Extracted records Start Marker
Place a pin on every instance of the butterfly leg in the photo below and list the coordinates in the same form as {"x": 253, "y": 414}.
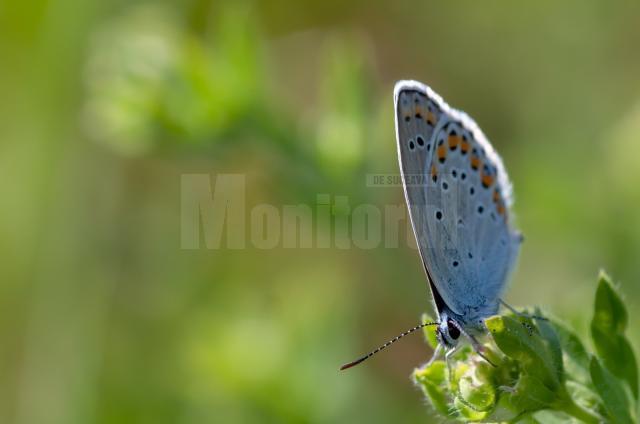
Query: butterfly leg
{"x": 436, "y": 353}
{"x": 475, "y": 344}
{"x": 447, "y": 357}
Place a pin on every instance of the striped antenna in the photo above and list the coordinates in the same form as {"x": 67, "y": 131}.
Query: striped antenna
{"x": 395, "y": 339}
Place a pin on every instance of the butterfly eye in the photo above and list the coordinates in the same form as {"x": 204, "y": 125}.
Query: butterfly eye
{"x": 454, "y": 333}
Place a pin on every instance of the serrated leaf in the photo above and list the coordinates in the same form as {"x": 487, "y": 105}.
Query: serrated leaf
{"x": 607, "y": 330}
{"x": 530, "y": 394}
{"x": 432, "y": 381}
{"x": 551, "y": 339}
{"x": 575, "y": 354}
{"x": 612, "y": 391}
{"x": 518, "y": 343}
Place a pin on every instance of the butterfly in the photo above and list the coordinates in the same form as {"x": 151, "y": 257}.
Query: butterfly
{"x": 459, "y": 198}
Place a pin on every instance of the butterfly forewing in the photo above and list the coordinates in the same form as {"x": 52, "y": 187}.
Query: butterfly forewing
{"x": 458, "y": 195}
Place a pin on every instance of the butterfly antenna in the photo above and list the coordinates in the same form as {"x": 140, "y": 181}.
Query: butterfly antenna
{"x": 395, "y": 339}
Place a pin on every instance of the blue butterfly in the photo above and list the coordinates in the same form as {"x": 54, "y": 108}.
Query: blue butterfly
{"x": 459, "y": 199}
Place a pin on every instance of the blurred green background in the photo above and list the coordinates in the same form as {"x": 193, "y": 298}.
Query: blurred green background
{"x": 104, "y": 105}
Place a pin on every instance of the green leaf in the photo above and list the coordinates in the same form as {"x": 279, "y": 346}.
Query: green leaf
{"x": 536, "y": 357}
{"x": 432, "y": 381}
{"x": 552, "y": 341}
{"x": 607, "y": 330}
{"x": 575, "y": 354}
{"x": 615, "y": 397}
{"x": 530, "y": 394}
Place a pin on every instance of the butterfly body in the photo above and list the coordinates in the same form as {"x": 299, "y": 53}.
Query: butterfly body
{"x": 459, "y": 198}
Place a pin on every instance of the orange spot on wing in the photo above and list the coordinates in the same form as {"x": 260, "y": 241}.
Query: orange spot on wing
{"x": 454, "y": 140}
{"x": 475, "y": 162}
{"x": 464, "y": 147}
{"x": 442, "y": 153}
{"x": 487, "y": 180}
{"x": 431, "y": 118}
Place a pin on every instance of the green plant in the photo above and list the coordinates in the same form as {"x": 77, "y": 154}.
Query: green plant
{"x": 543, "y": 371}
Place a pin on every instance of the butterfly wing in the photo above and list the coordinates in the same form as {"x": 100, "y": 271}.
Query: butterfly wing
{"x": 459, "y": 200}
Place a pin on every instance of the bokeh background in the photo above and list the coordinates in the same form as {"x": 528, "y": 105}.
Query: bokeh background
{"x": 104, "y": 105}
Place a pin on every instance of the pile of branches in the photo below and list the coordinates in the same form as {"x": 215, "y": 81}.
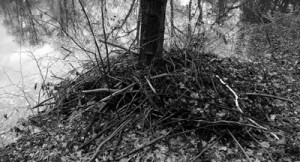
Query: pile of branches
{"x": 184, "y": 92}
Extracted records End Marker
Work item: Using the records above, restate word for word the lines from the one with "Place a pin on every instance of the orange" through the one with "Place a pin on every instance of the pile", both included.

Expected output:
Place a pin on every instance of the orange spot on wing in the photo above and list the coordinates in the same form as {"x": 260, "y": 241}.
Query: orange spot on wing
{"x": 454, "y": 140}
{"x": 475, "y": 162}
{"x": 464, "y": 147}
{"x": 442, "y": 153}
{"x": 487, "y": 180}
{"x": 431, "y": 118}
Place a pin on every instance of the green plant in the photo above and list the coordinates in the same form as {"x": 77, "y": 154}.
Query: green plant
{"x": 543, "y": 371}
Place a pin on every instance of the butterfly wing in the photo above and list the coordinates in the same form as {"x": 100, "y": 271}.
Query: butterfly wing
{"x": 459, "y": 200}
Place a pin on every instance of the bokeh background in the photo above and list the coordinates in the same form as {"x": 528, "y": 105}.
Query: bokeh background
{"x": 104, "y": 105}
Place a pin on every instance of the pile of branches in the photo below and list the coordinates in the same form as {"x": 215, "y": 81}.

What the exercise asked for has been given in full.